===== Exercise passage =====

Recently, CNET, Slashdot and the usual suspects have been claiming that the “Bush administration” has vindicated their seemingly religious conviction that so-called “peer-to-peer” file-sharing programs just cannot pose risks distinguishable in kind or degree from other sorts of programs. Once again, they have missed the real story—or stories.
This latest claim of victory for file-sharing arises from two recent congressional hearings, one on inadvertent sharing of sensitive data, and one on H.R. 4791, a bill that would amend the Federal Information Security and Management Act (FISMA). FISMA requires agencies to develop plans for safeguarding governmental data, and H.R. 4791 would amend FISMA by, inter alia, requiring those plans to include information about how agencies are addressing the risks associated with file-sharing programs.
Here is an excerpt from CNET’s account of these two hearings:
[A] Federal Trade Commission official told politicians that it has found any risks are largely rooted in how individuals use [file-sharing programs]. The Bush administration appears to be backing up that view. Without naming the peer-to-peer file-sharing provision in particular, Karen Evans, the federal government's chief information officer, told a House information policy subcommittee that she objects to singling out a particular technology when issuing computer security requirements.
There are two interesting stories here about two different federal agencies, (OMB and the FTC), but haste to declare file-sharing vindicated has caused both to be overlooked. I will address the OMB story here, and the FTC story in a separate post.
As to OMB, the real story is a potential case of do-as-I-say, not-as-I-do. OMB's testimony can be read to criticize legislators for proposing to require agencies’ FISMA reports to describe separately their efforts to control risks arising from file-sharing programs. Problem is, OMB itself has long required agencies’ FISMA reports to describe separately their efforts to control risks arising from file-sharing programs.
For example, M-04-26, a 2004 memorandum authored by Karen Evans of OMB, prescribed “detail[ed] specific actions agencies must take to ensure the appropriate use of certain technologies used for file sharing across networks.” It stated, “A type of a “type of file sharing known as Peer-to-Peer (P2P) refers to any software or system allowing individual users to the Internet to connect to each other and trade files.…. [T]he vast majority of files traded on P2P networks are copyrighted music files and pornography. Data also suggests P2P is a common avenue for the spread of computer viruses within IT systems.” It thus directed agencies to 1) ban unlawful file sharing in their personal-use policies; 2) train employees on improper uses of file-sharing programs; and 3) implement security controls to prevent and detect improper file sharing. In a related directive, M-04-25, OMB directed agencies to include in their annual FISMA reports information on their efforts to address the risks associated with file-sharing programs.

===== Given entries =====

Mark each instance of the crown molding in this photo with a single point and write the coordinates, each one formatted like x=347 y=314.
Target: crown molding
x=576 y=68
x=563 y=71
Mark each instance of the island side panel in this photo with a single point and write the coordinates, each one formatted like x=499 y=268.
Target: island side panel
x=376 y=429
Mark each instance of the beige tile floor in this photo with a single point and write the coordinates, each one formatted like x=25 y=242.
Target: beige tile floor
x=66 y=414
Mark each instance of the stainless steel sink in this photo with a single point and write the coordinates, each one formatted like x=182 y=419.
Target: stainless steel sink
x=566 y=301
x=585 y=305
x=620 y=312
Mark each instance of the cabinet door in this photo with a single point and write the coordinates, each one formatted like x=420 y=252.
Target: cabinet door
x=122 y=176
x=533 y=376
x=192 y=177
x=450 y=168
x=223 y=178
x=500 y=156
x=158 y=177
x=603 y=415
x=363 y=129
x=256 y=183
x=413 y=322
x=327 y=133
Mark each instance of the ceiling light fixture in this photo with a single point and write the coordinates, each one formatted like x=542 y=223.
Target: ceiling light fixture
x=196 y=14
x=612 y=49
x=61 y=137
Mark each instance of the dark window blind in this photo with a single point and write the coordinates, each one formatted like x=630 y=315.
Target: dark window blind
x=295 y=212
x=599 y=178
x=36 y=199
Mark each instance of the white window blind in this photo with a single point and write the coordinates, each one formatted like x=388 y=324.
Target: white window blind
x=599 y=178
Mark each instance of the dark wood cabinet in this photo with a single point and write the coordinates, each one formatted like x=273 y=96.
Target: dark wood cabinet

=====

__Work order 1__:
Copy the passage of the file-sharing post, everything from "Here is an excerpt" down to "a separate post.", and replace "politicians" with "lawmakers".
__Work order 2__:
Condense the paragraph of the file-sharing post that begins "As to OMB" into a shorter version that keeps its main facts.
__Work order 3__:
Continue the post on file-sharing risks from its final sentence.

__Exercise answer 1__:
Here is an excerpt from CNET’s account of these two hearings:
[A] Federal Trade Commission official told lawmakers that it has found any risks are largely rooted in how individuals use [file-sharing programs]. The Bush administration appears to be backing up that view. Without naming the peer-to-peer file-sharing provision in particular, Karen Evans, the federal government's chief information officer, told a House information policy subcommittee that she objects to singling out a particular technology when issuing computer security requirements.
There are two interesting stories here about two different federal agencies, (OMB and the FTC), but haste to declare file-sharing vindicated has caused both to be overlooked. I will address the OMB story here, and the FTC story in a separate post.

__Exercise answer 2__:
The OMB story may be a case of do-as-I-say, not-as-I-do. OMB's testimony can be read as faulting legislators for wanting agencies' FISMA reports to describe file-sharing risk controls separately, yet OMB itself has long required that.

__Exercise answer 3__:
To be clear, I do not think that OMB erred by concluding that certain file-sharing programs pose risks so different in kind and degree that they should be addressed separately under FISMA or for purposes of data-security in general. Other agencies have reached similar conclusions. In 2005, the Department of Homeland Security (DHS) issued an Information Bulletin to all federal, state, and local agencies involved in domestic security. It warned specificially about the security risks arising from file-sharing programs. It stated, “Multiple organizations have ongoing investigations into disclosure of sensitive or classified material due to P2P.” It concluded, “These applications represent a vulnerability that cannot be afforded without a strong justification.” In 2007, USPTO also reported that some file-sharing programs constitute a tripartite threat to the security of corporate and governmental data. SANS also cites DHS and lists “File Sharing Applications” among its most recent list of the “top 20” security threats.
Nevertheless, while OMB’s actions seem both defensible and consistent with those of other executive agencies, a problem has now arisen: OMB’s recent testimony does seem to be chiding legislators for proposing that FISMA should treat file-sharing programs the way that OMB has treated them under FISMA since 2004. Two explanations for this situation suggest themselves.
First, this may be a simple case of really bad staffing: Some file-sharing zealot on OMB’s IT staff may have inserted the “technological neutrality” chiding into the boss’s testimony without bothering to confirm whether it could be reconciled with the past acts of the boss and OMB.
Alternatively, OMB’s testimony may have been intended to make a different and more subtle point: OMB may have intended to argue that the FISMA statute need not be amended in order to ensure that agencies’ FISMA reports will specify their efforts to control the piracy and security risks associated with certain file-sharing programs because OMB already requires agencies' FISMA reports to do so. But if so, then OMB’s testimony—like its actions—merely confirms that the “Administration” has long concluded that the risks arising from piracy-prone file-sharing programs are distinguishable in kind and degree from those of other sorts of Internet-based technologies or programs.
As for the FTC, the real story far worse. More about that tomorrow.